- EXERCISE INPUT
· · · · ·

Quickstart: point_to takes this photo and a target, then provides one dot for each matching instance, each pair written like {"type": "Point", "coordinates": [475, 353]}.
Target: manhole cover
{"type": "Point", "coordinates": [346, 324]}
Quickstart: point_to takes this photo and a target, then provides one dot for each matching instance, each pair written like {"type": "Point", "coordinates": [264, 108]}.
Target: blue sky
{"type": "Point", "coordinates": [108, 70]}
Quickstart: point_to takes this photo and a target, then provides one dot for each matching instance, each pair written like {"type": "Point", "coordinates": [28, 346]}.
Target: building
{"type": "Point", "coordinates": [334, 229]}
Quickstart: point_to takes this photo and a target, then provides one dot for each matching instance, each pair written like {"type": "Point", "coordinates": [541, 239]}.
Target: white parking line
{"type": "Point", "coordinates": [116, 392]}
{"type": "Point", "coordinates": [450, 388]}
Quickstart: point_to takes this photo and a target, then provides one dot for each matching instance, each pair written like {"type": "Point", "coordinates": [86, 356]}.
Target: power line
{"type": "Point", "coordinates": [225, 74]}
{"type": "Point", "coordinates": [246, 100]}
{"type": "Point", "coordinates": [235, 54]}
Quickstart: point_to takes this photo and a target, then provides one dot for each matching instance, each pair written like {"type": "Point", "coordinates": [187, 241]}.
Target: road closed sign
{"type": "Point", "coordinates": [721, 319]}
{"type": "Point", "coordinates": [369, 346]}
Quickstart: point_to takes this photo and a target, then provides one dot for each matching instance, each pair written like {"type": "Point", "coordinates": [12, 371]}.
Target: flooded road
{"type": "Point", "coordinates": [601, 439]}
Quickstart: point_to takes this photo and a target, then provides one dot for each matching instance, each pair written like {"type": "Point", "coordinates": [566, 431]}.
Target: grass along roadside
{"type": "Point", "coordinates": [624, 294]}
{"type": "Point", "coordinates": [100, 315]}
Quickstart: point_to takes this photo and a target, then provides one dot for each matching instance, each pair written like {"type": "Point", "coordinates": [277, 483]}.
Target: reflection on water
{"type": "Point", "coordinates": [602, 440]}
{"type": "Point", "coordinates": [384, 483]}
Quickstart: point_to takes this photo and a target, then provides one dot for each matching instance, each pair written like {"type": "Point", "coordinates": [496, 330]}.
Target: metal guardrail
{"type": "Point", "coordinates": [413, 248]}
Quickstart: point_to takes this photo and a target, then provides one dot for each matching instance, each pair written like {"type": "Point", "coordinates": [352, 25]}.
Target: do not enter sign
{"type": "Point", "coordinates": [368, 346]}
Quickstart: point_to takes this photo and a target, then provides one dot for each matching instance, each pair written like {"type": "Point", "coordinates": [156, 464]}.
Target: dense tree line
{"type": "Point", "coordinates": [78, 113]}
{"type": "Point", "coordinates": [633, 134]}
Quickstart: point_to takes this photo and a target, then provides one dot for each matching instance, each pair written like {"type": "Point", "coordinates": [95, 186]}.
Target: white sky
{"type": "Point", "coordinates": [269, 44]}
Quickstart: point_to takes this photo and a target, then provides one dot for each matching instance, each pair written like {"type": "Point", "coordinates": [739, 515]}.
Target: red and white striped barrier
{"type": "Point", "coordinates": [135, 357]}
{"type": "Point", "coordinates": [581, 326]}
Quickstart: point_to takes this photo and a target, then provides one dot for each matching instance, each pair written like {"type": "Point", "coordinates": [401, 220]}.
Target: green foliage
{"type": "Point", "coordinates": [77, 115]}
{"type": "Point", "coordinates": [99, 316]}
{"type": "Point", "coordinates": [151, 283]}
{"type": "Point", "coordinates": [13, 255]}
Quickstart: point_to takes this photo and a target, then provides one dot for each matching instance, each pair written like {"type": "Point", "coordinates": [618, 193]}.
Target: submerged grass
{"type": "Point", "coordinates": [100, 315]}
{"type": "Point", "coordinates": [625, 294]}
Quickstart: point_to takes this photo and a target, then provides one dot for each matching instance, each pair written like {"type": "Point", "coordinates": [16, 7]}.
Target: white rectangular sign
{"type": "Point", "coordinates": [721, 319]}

· · · · ·

- THE TASK
Give back all of the entries exactly as written.

- ANSWER SECTION
Quickstart: point_to takes this photo and a target, then provides one dot for each matching instance, each pair written like {"type": "Point", "coordinates": [475, 353]}.
Target: manhole cover
{"type": "Point", "coordinates": [346, 324]}
Quickstart: point_to takes this photo and a target, then provides one dot for each matching instance, each pair written like {"type": "Point", "coordinates": [264, 108]}.
Target: blue sky
{"type": "Point", "coordinates": [108, 70]}
Quickstart: point_to takes this photo and a target, then provides one dot for each matching instance, each pair written like {"type": "Point", "coordinates": [28, 346]}.
Target: building
{"type": "Point", "coordinates": [334, 229]}
Quickstart: point_to takes this photo and a target, then provides one dot for each matching instance, each pair written like {"type": "Point", "coordinates": [541, 239]}.
Target: white parking line
{"type": "Point", "coordinates": [116, 392]}
{"type": "Point", "coordinates": [450, 388]}
Quickstart: point_to takes this photo and a target, then provides one dot for each matching instance, each pair written like {"type": "Point", "coordinates": [86, 356]}.
Target: power line
{"type": "Point", "coordinates": [225, 74]}
{"type": "Point", "coordinates": [246, 100]}
{"type": "Point", "coordinates": [235, 54]}
Quickstart: point_to takes this photo and a target, then provides one dot for each matching instance, each pair written like {"type": "Point", "coordinates": [187, 241]}.
Target: road closed sign
{"type": "Point", "coordinates": [721, 319]}
{"type": "Point", "coordinates": [369, 346]}
Quickstart: point_to takes this photo and a target, then provides one dot for each matching instance, each pair written like {"type": "Point", "coordinates": [12, 371]}.
Target: flooded road
{"type": "Point", "coordinates": [601, 439]}
Quickstart: point_to takes this photo and a target, then provides one dot for each matching instance, each pair written like {"type": "Point", "coordinates": [566, 431]}.
Target: grass along roadside
{"type": "Point", "coordinates": [624, 294]}
{"type": "Point", "coordinates": [100, 315]}
Quickstart: point_to takes this photo and a target, then provides one dot for each matching instance, each pair written like {"type": "Point", "coordinates": [277, 483]}.
Target: reflection on water
{"type": "Point", "coordinates": [602, 440]}
{"type": "Point", "coordinates": [384, 483]}
Quickstart: point_to takes this photo and a target, then provides one dot for each matching instance, each pair written like {"type": "Point", "coordinates": [496, 330]}.
Target: metal guardrail
{"type": "Point", "coordinates": [413, 248]}
Quickstart: point_to takes this photo and a target, then provides one dot for each matching instance, each pair written like {"type": "Point", "coordinates": [352, 25]}.
Target: do not enter sign
{"type": "Point", "coordinates": [368, 346]}
Quickstart: point_to takes this photo and a target, then provides one dot for each matching instance, each pair written like {"type": "Point", "coordinates": [156, 464]}.
Target: dense tree line
{"type": "Point", "coordinates": [78, 113]}
{"type": "Point", "coordinates": [633, 134]}
Quickstart: point_to takes this photo and a target, then provides one dot for each matching instance, each pair written like {"type": "Point", "coordinates": [95, 186]}.
Target: white sky
{"type": "Point", "coordinates": [269, 44]}
Quickstart: point_to takes this photo and a target, then provides one dot for each matching instance, each pair written like {"type": "Point", "coordinates": [739, 515]}.
Target: red and white striped barrier
{"type": "Point", "coordinates": [135, 357]}
{"type": "Point", "coordinates": [581, 326]}
Quickstart: point_to takes this photo and a target, then provides one dot for each matching instance, each pair written like {"type": "Point", "coordinates": [401, 220]}.
Target: green foliage
{"type": "Point", "coordinates": [77, 115]}
{"type": "Point", "coordinates": [99, 316]}
{"type": "Point", "coordinates": [151, 283]}
{"type": "Point", "coordinates": [13, 255]}
Quickstart: point_to takes this photo and a target, then provides one dot for each matching instance, each pair written like {"type": "Point", "coordinates": [618, 193]}.
Target: submerged grass
{"type": "Point", "coordinates": [100, 315]}
{"type": "Point", "coordinates": [625, 294]}
Quickstart: point_to takes this photo and a target, then provides one dot for each matching instance, each pair written like {"type": "Point", "coordinates": [16, 7]}.
Target: white rectangular sign
{"type": "Point", "coordinates": [721, 319]}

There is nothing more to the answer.